When contacted, Mr Lee denied the workers’ allegations. He said he had spent $8,000 on medical fees when there was a recent outbreak of chicken pox. He also said a dormitory supervisor goes on morning rounds to check if any worker is unwell.
As for Mr Kamaluddin, Mr Lee said his supervisors told him that the deceased had gone for a run early yesterday morning and was not suffering from chicken pox.
“I have 700 to 800 workers in the dormitory,” he said. “It is not unusual if someone dies a natural death.”
Mr Kamaluddin’s exact cause of death will only be known later in an autopsy report.
Mr Ashiqn Rahmun, who slept in a bed next to him, said the dead man went to bed early on Saturday night without any dinner. He also said that Mr Kamaluddin, who forked out $8,000 to come to Singapore, had been here for two months, but had not been given any work.
Some workers also claimed that they have not been given sufficient food to eat.
They said only two packets of food — containing rice and servings of curry vegetable and fish — were provided to each worker yesterday.
Mr Lee denied these allegations, and said he spends about $60,000 on food each month for the workers.
Meanwhile, about 150 workers living some 200 metres away at 440 Tagore Industrial Avenue went hungry for almost a day over the weekend.

—————

**What to work on**
Update the passage on the dormitory workers, starting at "Mr Ashiqn Rahmun, who" and ending at "given any work.", and write it out with "dinner" changed to "supper". The records that follow are separate material and have no connection to the text above.

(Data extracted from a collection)
—————

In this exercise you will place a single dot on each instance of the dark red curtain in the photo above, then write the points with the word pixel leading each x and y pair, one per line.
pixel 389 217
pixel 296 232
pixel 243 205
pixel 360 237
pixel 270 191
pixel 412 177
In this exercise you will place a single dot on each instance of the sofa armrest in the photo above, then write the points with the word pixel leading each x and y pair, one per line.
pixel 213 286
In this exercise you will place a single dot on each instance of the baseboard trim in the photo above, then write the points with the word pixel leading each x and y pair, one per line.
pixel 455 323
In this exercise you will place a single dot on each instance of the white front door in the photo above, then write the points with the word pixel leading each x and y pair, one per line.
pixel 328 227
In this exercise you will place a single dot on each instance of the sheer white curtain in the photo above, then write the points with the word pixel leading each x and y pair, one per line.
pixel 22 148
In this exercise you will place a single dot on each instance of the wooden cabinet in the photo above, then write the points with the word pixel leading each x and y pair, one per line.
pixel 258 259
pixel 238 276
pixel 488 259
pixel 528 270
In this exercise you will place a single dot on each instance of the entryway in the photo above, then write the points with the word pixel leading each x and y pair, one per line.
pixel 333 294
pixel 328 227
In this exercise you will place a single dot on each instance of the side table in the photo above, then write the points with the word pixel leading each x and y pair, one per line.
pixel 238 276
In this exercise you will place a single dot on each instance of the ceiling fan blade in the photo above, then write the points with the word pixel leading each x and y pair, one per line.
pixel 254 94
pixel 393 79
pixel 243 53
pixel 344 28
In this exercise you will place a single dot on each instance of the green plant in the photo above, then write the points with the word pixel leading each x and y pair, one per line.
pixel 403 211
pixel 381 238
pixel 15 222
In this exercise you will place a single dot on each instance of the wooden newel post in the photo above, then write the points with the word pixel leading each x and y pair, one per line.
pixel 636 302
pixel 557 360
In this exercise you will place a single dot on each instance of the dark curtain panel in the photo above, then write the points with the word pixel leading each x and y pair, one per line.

—————

**Task result**
Mr Ashiqn Rahmun, who slept in a bed next to him, said the dead man went to bed early on Saturday night without any supper. He also said that Mr Kamaluddin, who forked out $8,000 to come to Singapore, had been here for two months, but had not been given any work.